▸ **Directive**: Give the data from the line containing "Your task is to find the bare" through the line containing "[783,302,1039,636]" as a two-column CSV headed input and boxes. Put each piece of text and the coordinates that answer it in one row, each in a single quoted field with line breaks turned into spaces, and leave the pictures out.

● ● ● ● ● ● ●

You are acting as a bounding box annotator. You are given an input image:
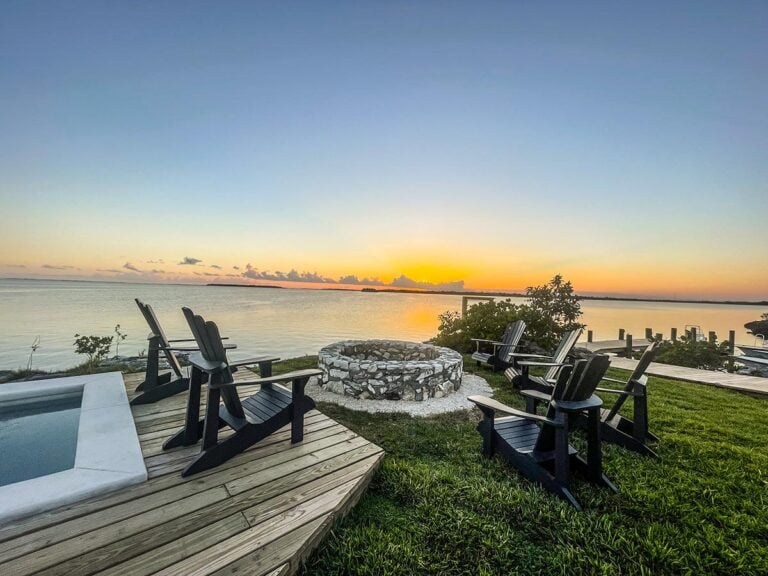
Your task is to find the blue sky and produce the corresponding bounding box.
[0,1,768,298]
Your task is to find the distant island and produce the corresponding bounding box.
[206,283,768,306]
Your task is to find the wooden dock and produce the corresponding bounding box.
[611,356,768,395]
[576,338,648,354]
[0,374,383,576]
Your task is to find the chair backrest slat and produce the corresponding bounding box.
[534,354,611,452]
[135,298,181,377]
[606,342,659,420]
[544,328,581,380]
[182,307,244,418]
[499,320,525,362]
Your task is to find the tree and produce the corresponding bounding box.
[73,334,112,373]
[433,274,583,352]
[115,324,128,358]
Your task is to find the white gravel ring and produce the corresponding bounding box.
[305,373,493,416]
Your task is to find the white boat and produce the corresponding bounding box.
[736,334,768,360]
[733,356,768,370]
[684,324,707,342]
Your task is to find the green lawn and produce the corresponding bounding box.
[272,358,768,575]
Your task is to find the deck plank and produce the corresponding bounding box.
[0,372,384,576]
[611,357,768,395]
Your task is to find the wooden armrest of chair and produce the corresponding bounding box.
[550,394,603,412]
[160,346,200,352]
[509,352,552,358]
[520,388,552,402]
[595,388,640,396]
[467,396,563,428]
[517,360,570,366]
[214,368,323,388]
[189,352,227,375]
[167,344,237,352]
[229,356,280,368]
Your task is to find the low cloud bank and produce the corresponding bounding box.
[241,264,464,291]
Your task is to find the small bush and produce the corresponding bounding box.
[433,274,583,352]
[656,337,728,370]
[73,334,112,374]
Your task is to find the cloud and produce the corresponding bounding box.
[389,274,464,291]
[242,264,336,284]
[339,274,384,286]
[179,256,202,266]
[240,263,464,292]
[123,262,142,274]
[42,264,80,270]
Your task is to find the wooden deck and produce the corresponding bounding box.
[576,338,648,353]
[0,375,383,576]
[611,356,768,395]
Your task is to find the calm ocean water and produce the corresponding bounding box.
[0,279,766,369]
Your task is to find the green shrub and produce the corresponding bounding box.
[73,334,112,373]
[656,336,728,370]
[433,274,583,352]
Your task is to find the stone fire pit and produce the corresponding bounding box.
[318,340,463,400]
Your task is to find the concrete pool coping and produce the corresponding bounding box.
[0,372,147,524]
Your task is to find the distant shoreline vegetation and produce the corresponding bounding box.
[0,278,768,306]
[206,282,768,306]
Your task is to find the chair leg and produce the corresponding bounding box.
[131,374,189,406]
[163,369,207,450]
[587,408,603,482]
[555,411,571,489]
[136,335,163,392]
[203,378,221,451]
[632,384,648,442]
[291,378,309,444]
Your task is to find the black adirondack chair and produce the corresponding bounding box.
[163,308,322,476]
[520,342,659,458]
[131,298,197,405]
[131,298,280,406]
[504,328,581,392]
[597,342,659,458]
[472,320,525,372]
[469,355,616,510]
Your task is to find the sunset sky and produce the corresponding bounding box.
[0,0,768,299]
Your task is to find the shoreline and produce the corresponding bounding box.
[0,277,768,306]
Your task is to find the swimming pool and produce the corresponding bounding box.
[0,372,147,524]
[0,393,83,486]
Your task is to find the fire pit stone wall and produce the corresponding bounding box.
[318,340,463,401]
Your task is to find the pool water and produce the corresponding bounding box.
[0,392,83,486]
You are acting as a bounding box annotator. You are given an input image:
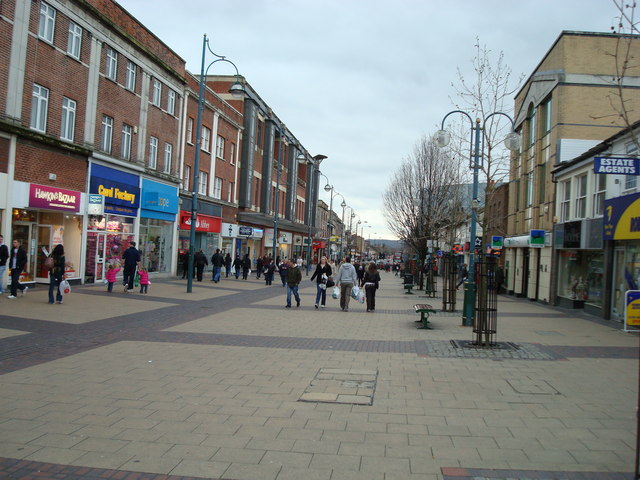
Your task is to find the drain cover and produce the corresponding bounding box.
[299,368,378,405]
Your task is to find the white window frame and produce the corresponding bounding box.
[31,83,49,133]
[187,117,193,145]
[38,2,56,44]
[213,177,222,200]
[182,165,192,190]
[560,180,571,222]
[575,173,589,218]
[593,173,607,217]
[67,22,82,60]
[198,170,209,195]
[200,125,211,153]
[124,60,138,92]
[100,115,113,154]
[120,123,133,160]
[60,97,77,142]
[151,78,162,107]
[167,89,176,115]
[162,143,173,173]
[216,135,224,159]
[104,47,118,82]
[149,136,158,170]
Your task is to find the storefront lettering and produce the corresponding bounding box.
[98,185,136,205]
[34,188,77,205]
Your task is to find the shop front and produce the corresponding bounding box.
[138,178,179,273]
[554,218,605,315]
[84,164,140,283]
[603,193,640,322]
[11,182,83,283]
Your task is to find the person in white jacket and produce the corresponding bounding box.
[333,255,358,312]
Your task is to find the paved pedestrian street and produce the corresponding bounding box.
[0,273,639,480]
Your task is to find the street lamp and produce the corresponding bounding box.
[298,153,327,275]
[435,110,520,327]
[187,34,245,293]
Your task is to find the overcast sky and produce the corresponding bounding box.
[119,0,616,239]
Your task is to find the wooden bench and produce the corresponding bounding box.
[413,303,436,330]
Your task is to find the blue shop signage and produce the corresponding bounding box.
[89,164,140,217]
[140,178,179,222]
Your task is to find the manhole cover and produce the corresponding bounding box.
[299,368,378,405]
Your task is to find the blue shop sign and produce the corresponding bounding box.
[140,178,179,221]
[89,164,140,216]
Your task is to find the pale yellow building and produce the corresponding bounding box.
[504,31,640,303]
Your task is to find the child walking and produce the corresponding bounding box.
[104,263,120,293]
[138,267,151,293]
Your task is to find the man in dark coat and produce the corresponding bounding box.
[122,242,140,292]
[9,240,29,300]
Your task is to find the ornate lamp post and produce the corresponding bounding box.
[435,110,520,327]
[187,35,245,293]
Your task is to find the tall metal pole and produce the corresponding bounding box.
[273,123,284,263]
[187,35,207,293]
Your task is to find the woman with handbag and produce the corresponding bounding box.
[46,243,65,305]
[311,257,333,308]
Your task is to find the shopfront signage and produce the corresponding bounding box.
[180,210,222,233]
[29,183,81,212]
[604,193,640,240]
[89,165,140,216]
[593,157,640,175]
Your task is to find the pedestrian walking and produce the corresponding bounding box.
[0,235,9,294]
[311,257,332,308]
[211,248,224,283]
[8,240,29,300]
[224,252,233,278]
[49,243,66,305]
[104,262,121,293]
[233,255,242,280]
[122,242,140,293]
[286,262,302,308]
[363,262,380,312]
[193,249,209,282]
[278,259,289,287]
[138,267,151,293]
[333,255,358,312]
[242,253,251,280]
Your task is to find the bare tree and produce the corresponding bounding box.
[383,137,464,284]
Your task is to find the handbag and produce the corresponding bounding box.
[58,280,71,295]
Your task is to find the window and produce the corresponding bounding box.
[60,97,76,142]
[31,83,49,132]
[216,135,224,158]
[200,125,211,152]
[593,174,607,217]
[576,173,587,218]
[100,115,113,153]
[167,90,176,115]
[124,60,138,92]
[528,105,536,146]
[38,2,56,43]
[560,180,571,222]
[151,78,162,107]
[213,177,222,199]
[162,143,173,173]
[67,22,82,60]
[149,137,158,169]
[104,47,118,82]
[187,117,193,145]
[542,98,551,134]
[182,165,191,190]
[120,123,133,160]
[198,172,209,195]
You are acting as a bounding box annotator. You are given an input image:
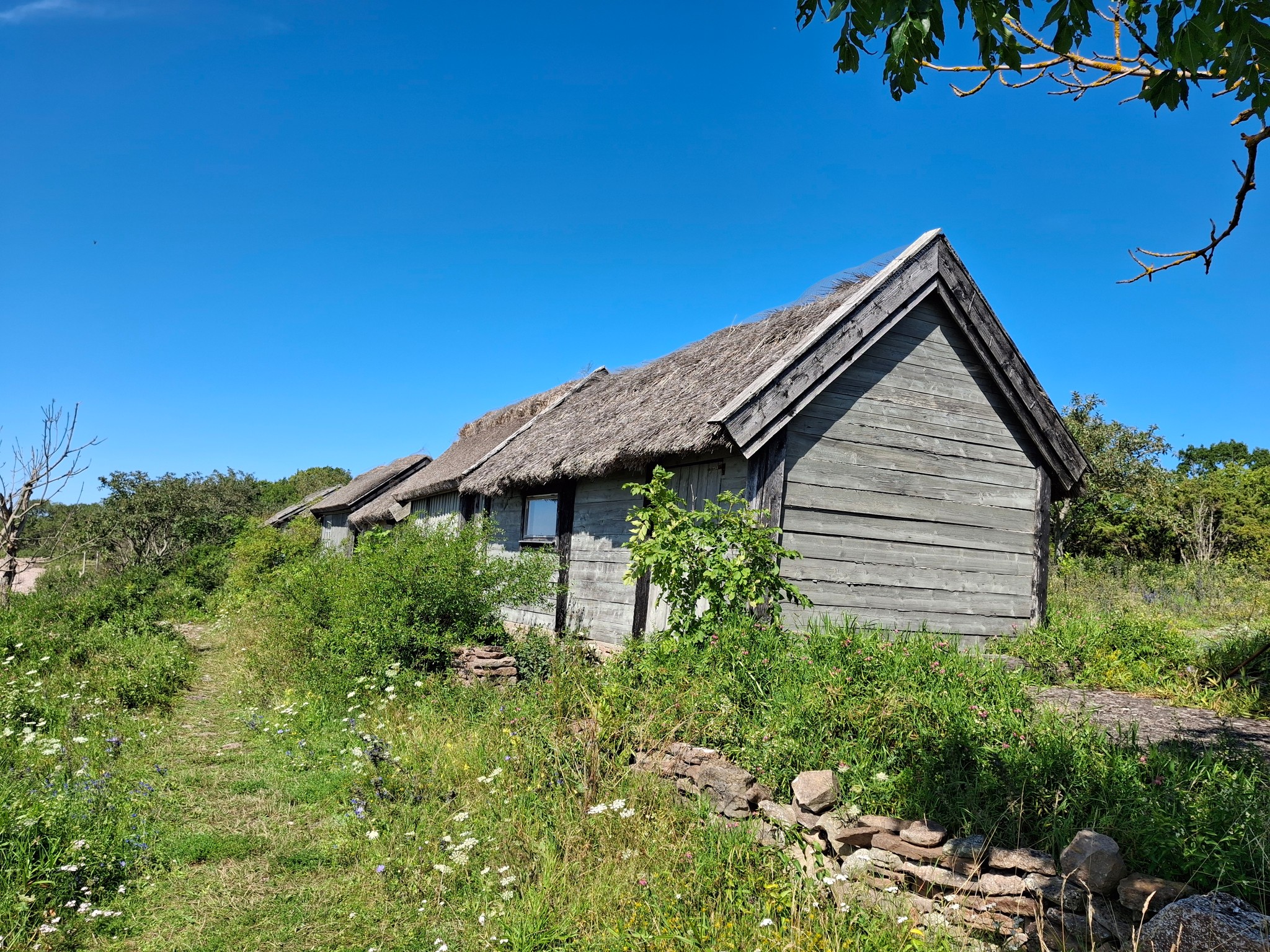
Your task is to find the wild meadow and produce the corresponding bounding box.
[0,434,1270,952]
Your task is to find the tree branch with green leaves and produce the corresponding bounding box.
[624,466,812,643]
[797,0,1270,283]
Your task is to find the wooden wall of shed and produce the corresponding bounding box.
[489,493,555,631]
[566,474,640,645]
[783,302,1039,636]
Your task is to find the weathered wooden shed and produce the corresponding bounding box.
[421,231,1088,643]
[309,453,432,550]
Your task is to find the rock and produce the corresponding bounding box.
[1046,909,1111,948]
[836,826,881,847]
[856,814,904,832]
[1024,873,1090,913]
[869,847,904,870]
[842,849,874,879]
[755,820,788,847]
[975,873,1028,896]
[873,832,944,862]
[944,832,988,859]
[899,820,949,847]
[793,770,838,814]
[1058,830,1129,894]
[758,800,797,826]
[967,896,1040,919]
[1138,892,1270,952]
[988,847,1058,876]
[1116,873,1195,917]
[685,758,760,819]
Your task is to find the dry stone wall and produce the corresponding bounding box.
[633,743,1270,952]
[451,645,520,685]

● ● ● ● ● ● ●

▸ **Reply to the exercise**:
input,boxes
"Your task is to find the bare tree and produce the corresponding bounding box.","[383,137,464,284]"
"Your task is to find the handbag and produce the corresponding bounding box.","[58,280,71,295]"
"Your task is to find the window and produce the corresponding bounding box.","[60,97,76,142] [31,83,49,132] [216,135,224,158] [200,125,211,152] [593,174,607,217] [576,173,587,218] [100,115,113,153] [167,90,176,115] [124,60,138,92] [528,105,536,146] [38,2,56,43] [560,180,571,222] [151,78,162,107] [213,177,222,199] [162,143,173,173] [67,22,82,60] [149,137,158,169] [104,47,118,82] [187,117,193,145] [542,98,551,134] [182,165,191,190] [120,123,133,160] [198,172,209,195]"
"You are acting as a bounding box annotator. You are given an input image: Your task is to find the wild meadow and produce the corresponding bounding box.","[0,434,1270,952]"
"Your task is to find the tree branch with green leaves and produce the corresponding bounding box.","[624,466,812,643] [797,0,1270,283]"
"Your task is to find the wooden wall of shed and produce the corresponding bounding box.","[489,493,555,631] [566,474,640,645] [783,302,1039,636]"